#### Exercise material
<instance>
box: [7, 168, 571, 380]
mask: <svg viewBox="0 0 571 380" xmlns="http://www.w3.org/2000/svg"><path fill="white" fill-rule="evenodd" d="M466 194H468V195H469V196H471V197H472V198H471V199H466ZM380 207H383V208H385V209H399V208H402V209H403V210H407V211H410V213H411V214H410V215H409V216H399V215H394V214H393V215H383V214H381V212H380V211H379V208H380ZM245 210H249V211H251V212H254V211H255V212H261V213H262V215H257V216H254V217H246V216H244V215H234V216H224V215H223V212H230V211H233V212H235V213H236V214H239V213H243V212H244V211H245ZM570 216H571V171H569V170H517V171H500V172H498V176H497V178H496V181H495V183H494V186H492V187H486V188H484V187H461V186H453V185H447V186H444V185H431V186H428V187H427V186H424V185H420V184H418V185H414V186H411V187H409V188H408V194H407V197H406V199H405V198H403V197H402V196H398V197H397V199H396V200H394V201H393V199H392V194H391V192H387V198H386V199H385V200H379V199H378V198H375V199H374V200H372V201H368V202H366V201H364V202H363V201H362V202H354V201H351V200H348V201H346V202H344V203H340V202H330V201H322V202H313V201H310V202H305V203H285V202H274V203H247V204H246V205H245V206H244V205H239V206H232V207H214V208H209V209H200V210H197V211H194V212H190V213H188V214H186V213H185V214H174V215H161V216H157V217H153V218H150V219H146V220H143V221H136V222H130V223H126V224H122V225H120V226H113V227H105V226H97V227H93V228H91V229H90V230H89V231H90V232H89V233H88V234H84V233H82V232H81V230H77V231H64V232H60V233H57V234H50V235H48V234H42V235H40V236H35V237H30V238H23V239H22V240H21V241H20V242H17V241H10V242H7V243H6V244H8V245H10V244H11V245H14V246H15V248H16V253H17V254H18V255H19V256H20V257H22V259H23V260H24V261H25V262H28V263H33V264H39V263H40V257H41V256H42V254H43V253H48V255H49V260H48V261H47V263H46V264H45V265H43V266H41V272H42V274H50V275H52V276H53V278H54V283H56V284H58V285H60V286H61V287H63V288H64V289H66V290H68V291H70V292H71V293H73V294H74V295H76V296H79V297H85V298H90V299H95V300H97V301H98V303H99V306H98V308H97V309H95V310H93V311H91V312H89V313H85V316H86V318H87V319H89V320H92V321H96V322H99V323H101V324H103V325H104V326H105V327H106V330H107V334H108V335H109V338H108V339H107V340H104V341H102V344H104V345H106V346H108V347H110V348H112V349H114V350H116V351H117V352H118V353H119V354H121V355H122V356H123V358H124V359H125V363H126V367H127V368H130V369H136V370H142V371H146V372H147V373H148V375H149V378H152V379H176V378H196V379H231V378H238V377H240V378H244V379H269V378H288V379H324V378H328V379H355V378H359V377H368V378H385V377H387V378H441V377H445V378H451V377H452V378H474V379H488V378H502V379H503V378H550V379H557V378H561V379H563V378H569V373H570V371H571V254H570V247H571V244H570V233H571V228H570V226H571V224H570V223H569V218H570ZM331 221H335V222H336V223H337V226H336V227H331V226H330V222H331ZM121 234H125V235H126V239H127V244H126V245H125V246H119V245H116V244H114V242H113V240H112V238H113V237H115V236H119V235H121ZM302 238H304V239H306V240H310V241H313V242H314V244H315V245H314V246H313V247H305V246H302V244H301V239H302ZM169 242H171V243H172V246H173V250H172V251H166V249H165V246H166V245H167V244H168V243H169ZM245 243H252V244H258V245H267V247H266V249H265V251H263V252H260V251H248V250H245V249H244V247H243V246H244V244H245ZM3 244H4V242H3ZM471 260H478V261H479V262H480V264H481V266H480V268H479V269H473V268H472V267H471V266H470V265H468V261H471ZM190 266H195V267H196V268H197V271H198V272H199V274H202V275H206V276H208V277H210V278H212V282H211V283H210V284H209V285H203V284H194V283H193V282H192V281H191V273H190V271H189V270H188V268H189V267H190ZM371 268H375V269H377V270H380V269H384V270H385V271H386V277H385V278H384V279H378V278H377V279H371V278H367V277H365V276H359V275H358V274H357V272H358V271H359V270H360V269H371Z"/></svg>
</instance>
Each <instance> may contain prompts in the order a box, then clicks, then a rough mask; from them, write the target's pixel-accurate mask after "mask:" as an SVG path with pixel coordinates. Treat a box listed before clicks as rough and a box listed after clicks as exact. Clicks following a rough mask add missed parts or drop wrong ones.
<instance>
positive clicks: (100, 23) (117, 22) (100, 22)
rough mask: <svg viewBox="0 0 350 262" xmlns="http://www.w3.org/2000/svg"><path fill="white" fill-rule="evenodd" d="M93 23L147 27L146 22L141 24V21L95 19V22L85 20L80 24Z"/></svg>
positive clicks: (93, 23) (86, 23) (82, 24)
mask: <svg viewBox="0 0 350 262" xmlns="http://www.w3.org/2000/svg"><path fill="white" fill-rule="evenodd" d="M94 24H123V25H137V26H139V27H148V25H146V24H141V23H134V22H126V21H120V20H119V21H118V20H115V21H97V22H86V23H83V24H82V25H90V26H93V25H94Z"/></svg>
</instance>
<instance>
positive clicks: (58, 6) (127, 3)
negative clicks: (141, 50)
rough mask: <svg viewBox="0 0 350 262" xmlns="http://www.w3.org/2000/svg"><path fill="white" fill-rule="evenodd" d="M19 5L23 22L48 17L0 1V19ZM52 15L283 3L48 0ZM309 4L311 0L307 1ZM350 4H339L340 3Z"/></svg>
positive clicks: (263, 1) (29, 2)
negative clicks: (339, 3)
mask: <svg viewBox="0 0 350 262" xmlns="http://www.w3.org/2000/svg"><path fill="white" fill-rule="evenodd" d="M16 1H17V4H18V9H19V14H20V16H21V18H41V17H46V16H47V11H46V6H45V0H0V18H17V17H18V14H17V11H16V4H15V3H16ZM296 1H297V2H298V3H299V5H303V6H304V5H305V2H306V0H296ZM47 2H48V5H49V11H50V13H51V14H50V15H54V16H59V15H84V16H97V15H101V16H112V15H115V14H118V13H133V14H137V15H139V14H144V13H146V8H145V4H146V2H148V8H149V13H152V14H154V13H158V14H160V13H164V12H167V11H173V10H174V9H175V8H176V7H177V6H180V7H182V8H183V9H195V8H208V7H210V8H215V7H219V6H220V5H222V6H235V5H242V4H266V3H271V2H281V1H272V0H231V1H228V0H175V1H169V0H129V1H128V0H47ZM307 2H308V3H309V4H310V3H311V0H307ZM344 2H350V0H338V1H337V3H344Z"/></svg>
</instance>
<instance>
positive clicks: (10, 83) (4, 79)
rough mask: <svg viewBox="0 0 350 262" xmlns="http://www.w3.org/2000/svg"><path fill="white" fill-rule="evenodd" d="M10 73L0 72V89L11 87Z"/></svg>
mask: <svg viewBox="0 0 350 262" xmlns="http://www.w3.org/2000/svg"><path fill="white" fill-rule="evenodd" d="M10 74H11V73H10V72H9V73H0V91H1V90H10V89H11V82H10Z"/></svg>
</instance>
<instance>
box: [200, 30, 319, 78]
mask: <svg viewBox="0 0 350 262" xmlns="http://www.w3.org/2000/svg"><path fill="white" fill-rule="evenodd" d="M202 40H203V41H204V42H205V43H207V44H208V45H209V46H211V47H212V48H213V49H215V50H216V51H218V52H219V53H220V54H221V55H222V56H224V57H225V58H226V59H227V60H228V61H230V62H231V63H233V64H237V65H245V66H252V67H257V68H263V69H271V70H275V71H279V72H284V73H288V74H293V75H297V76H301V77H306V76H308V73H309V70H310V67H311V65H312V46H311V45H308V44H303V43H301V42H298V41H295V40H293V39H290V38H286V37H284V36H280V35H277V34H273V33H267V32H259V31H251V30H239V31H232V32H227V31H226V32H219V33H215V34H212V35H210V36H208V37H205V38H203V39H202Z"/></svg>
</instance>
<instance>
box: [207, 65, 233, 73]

#### Goal of the exercise
Find every line in the listing above that contains the word "positive", and copy each of those lines.

#### Answer area
positive clicks: (100, 23) (117, 22) (100, 22)
positive clicks: (93, 23) (86, 23) (82, 24)
positive clicks: (58, 6) (127, 3)
positive clicks: (263, 1) (29, 2)
positive clicks: (10, 83) (4, 79)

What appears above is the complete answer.